§ Your objective:
Reproduce the purple sweet potato breakfast bowl excerpt below in full, word for word.

━━━ Excerpt

Just make sure they are AIP compliant as some superfoods are also nightshades, which aren’t compliant. Again, completely optional. You can make a beautiful sweet potato bowl with whatever you happen to have in the house.
You may be wondering if pomegranate arils are AIP compliant since they are technically seeds. I wondered the same thing. However, pomegranate arils as well as seeds from berries, kiwis, watermelon, cucumbers, zucchini, etc. are considered ok for AIP. This is because we don’t usually chew these seeds much.
Make sure they are unsweetened.
How to Make This AIP Purple Sweet Potato Breakfast Bowl
- Bake the purple sweet potatoes (see cooking instructions below). Allow them to cool (This sweet potato bowl is best served cool).
- Peel the skin from the potato.
- Add the purple sweet potato, banana, coconut milk, collagen powder, and vanilla bean powder to a high-speed blender and blend till smooth. *Alternatively, you can mash the mixture by hand with a fork or potato masher.

━━━━━━
━━━ Rows

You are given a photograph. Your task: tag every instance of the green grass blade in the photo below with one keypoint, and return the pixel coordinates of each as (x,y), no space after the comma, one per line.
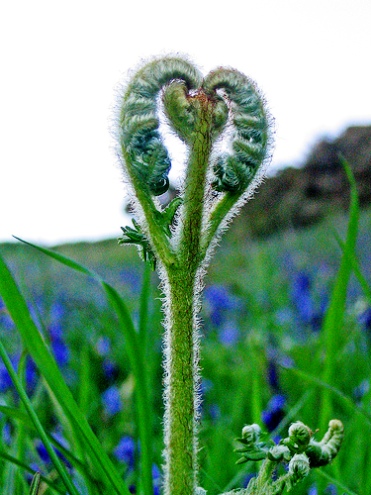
(32,413)
(40,353)
(136,353)
(333,324)
(333,481)
(13,460)
(345,399)
(366,288)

━━━━━━

§ Correct output:
Just make sure they are AIP compliant as some superfoods are also nightshades, which aren’t compliant. Again, completely optional. You can make a beautiful sweet potato bowl with whatever you happen to have in the house.
You may be wondering if pomegranate arils are AIP compliant since they are technically seeds. I wondered the same thing. However, pomegranate arils as well as seeds from berries, kiwis, watermelon, cucumbers, zucchini, etc. are considered ok for AIP. This is because we don’t usually chew these seeds much.
Make sure they are unsweetened.
How to Make This AIP Purple Sweet Potato Breakfast Bowl
- Bake the purple sweet potatoes (see cooking instructions below). Allow them to cool (This sweet potato bowl is best served cool).
- Peel the skin from the potato.
- Add the purple sweet potato, banana, coconut milk, collagen powder, and vanilla bean powder to a high-speed blender and blend till smooth. *Alternatively, you can mash the mixture by hand with a fork or potato masher.